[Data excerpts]
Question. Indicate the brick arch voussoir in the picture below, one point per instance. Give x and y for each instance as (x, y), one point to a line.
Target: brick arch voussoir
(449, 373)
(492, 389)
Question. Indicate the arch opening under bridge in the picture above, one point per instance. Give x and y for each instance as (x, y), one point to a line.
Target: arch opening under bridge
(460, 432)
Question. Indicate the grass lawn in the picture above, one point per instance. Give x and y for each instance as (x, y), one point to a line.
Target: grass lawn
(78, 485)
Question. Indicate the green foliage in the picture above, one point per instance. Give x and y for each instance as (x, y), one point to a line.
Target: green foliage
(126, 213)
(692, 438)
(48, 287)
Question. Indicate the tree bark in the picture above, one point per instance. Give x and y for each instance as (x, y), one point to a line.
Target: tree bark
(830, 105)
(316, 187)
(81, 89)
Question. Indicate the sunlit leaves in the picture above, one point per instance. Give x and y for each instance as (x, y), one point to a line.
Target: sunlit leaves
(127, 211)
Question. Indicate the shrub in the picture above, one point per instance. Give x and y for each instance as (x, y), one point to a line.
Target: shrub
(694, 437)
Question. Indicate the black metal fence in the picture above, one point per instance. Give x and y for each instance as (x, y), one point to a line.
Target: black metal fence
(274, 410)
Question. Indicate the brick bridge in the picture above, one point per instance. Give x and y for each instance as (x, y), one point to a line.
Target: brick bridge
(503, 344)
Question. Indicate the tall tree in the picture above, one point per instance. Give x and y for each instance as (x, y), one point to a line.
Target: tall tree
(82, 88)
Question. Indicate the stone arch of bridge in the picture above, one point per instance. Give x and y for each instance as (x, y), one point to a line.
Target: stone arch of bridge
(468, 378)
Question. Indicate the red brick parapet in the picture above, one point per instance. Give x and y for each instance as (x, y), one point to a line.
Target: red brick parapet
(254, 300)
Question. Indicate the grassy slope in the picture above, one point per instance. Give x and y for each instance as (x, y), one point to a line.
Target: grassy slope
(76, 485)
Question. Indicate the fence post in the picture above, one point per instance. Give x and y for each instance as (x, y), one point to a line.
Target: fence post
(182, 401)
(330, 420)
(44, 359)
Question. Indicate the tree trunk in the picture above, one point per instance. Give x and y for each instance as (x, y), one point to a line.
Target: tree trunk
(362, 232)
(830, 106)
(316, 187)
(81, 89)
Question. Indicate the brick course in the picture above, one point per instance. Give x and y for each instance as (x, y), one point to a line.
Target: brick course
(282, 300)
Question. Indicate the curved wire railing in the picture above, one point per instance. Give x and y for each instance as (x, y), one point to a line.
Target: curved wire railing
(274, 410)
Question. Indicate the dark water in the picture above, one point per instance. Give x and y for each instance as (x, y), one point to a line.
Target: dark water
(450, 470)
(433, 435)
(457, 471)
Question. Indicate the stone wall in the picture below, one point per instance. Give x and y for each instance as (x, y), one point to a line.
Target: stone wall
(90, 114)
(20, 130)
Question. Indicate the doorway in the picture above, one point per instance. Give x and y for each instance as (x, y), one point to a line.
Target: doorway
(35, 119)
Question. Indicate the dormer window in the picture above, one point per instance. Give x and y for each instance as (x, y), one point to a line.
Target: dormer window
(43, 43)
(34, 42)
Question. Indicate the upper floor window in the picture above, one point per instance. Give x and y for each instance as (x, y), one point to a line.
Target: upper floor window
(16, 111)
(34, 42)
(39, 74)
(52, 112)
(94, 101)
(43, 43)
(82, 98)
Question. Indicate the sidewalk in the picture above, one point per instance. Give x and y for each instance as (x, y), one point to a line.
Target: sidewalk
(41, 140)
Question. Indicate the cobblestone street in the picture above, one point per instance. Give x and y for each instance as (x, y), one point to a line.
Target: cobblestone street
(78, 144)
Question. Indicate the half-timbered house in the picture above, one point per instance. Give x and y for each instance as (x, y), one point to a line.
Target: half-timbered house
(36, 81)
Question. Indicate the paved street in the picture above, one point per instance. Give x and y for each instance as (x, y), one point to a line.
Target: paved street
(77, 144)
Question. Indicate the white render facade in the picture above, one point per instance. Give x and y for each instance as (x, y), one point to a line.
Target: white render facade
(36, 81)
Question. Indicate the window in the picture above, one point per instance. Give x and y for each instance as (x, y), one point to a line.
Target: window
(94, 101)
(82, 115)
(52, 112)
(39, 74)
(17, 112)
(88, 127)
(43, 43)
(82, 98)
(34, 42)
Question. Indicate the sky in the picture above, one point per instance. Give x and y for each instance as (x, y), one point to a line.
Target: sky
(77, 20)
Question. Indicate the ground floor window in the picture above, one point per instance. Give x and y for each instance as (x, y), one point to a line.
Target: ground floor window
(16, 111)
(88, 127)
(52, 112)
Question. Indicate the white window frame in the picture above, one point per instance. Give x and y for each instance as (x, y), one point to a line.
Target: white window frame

#### [EXERCISE AIM]
Copy out each line of the entries where the word "below" is found.

#### [ANSWER TO THE EXERCISE]
Question. Indicate the brick arch voussoir in the picture below, one point per instance. Give x and y for each instance as (x, y), one point to a line.
Question. Indicate the stone wall in the picture below, one point per instance. Give x and y for each instance as (x, y), one point to a line.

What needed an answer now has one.